[start of Input for this task]

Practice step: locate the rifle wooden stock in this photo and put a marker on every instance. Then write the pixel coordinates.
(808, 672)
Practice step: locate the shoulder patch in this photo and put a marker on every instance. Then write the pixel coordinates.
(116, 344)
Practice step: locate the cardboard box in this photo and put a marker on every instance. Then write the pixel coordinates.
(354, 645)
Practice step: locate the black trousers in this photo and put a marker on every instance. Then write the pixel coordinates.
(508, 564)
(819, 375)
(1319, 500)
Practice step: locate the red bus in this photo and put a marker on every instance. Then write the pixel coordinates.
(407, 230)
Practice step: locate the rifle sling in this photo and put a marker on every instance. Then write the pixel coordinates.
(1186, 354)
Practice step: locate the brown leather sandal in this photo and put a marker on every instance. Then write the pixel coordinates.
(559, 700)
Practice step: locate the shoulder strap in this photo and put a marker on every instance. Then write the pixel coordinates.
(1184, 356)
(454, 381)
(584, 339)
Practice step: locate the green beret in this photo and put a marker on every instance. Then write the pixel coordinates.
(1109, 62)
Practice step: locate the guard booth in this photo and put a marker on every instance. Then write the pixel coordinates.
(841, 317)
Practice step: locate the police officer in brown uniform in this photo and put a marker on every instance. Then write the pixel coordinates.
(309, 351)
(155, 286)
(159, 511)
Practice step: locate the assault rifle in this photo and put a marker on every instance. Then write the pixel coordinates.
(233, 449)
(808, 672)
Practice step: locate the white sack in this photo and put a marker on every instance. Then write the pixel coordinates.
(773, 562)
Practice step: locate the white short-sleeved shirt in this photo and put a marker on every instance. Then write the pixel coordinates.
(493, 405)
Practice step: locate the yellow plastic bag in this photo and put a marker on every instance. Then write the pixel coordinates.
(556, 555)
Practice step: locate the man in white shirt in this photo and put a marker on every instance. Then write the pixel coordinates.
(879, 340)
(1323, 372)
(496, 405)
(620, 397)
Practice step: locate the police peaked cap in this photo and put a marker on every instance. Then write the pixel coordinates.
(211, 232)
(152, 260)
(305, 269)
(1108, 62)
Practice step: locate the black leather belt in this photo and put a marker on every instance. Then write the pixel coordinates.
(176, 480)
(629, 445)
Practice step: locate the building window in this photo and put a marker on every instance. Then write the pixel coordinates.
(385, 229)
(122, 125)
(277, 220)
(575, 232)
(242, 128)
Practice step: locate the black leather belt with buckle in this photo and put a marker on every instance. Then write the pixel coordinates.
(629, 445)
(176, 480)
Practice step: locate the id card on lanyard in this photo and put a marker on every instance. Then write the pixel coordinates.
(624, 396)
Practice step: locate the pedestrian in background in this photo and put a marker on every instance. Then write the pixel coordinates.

[end of Input for this task]

▶ The request
Extract every line of the material above and reproduce each one word for word, keeping the original order.

▶ Solution
Practice step: locate the rifle wooden stock in this photo and put a marker on every instance. Then write the pixel coordinates.
(808, 672)
Practice step: locate the shoulder patch in this photo and put a marker on every instance. Then write the pixel coordinates.
(116, 344)
Practice step: locate the cardboard box in this photo and put a marker on every instance. Then write the pixel coordinates.
(354, 645)
Practice step: locate the black trousers in this photo and put a marker on every instance. Then write the pixel coordinates.
(508, 564)
(819, 375)
(1319, 500)
Practice step: locate the red bus in this photo and put a marker on every instance. Then write the pixel coordinates.
(407, 230)
Practice step: locate the rifle sling in this photo and put a marker on every instance. Then write the pixel coordinates.
(1186, 354)
Practice step: locate the brown leather sandal in this photo and put a marker on every instance. Then write the pixel coordinates.
(559, 700)
Practice step: locate the shoulder strap in this photo and put a marker on every instance. Then write the pixel coordinates.
(1184, 356)
(454, 381)
(584, 339)
Practice step: locate the green beret in this photo and put a marker on every instance. Then write the pixel coordinates.
(1109, 62)
Practice step: locate the guard booth in this photo and put a marker on every instance. Then write the pixel coordinates.
(841, 317)
Practice step: locate the police officer in brown uniform in this photo and put a marker on every instance. Then write the pixel coordinates.
(309, 351)
(155, 286)
(159, 511)
Practice step: locate the assault rifle in this photo and put a marker on every instance. Then write the pixel coordinates.
(233, 449)
(808, 672)
Practice step: locate the white sack in this photo and put a marker on every instance. Then write the pixel coordinates.
(773, 562)
Practice step: locate the white short-sleeved shirt in this photo and put a marker on every instance. Then write the pixel coordinates.
(493, 405)
Practice step: locate the yellow plastic bag in this photo and put a marker on every instance. Then write the pixel coordinates.
(556, 555)
Practice step: locate the man in white shirt in this photo and put a marker on every instance. Then write the pixel coordinates.
(879, 340)
(1323, 372)
(496, 405)
(620, 397)
Practice step: locate the police peaked cap in this photo and put a marker on every instance. Then write the pixel coordinates.
(211, 232)
(152, 260)
(305, 269)
(1108, 62)
Practice step: locate the black leather belt in this photo and put a marker on every instance. Then write the pixel coordinates.
(176, 480)
(629, 445)
Practice step: locate the building window in this photo and put a marker on every instance. Then write the pixel coordinates.
(385, 229)
(122, 125)
(277, 220)
(575, 232)
(242, 128)
Practice step: locate the black leather belt with buckle in this photo and put a marker on every instance. Then write the pixel coordinates.
(629, 445)
(176, 480)
Practice step: locate the id card on lanyard in this photo and put a marker on every instance. Then write the pixel coordinates.
(624, 396)
Practice step: locate the pedestrian in background in this photo and put a marker on every instance. Then write the pixel coordinates.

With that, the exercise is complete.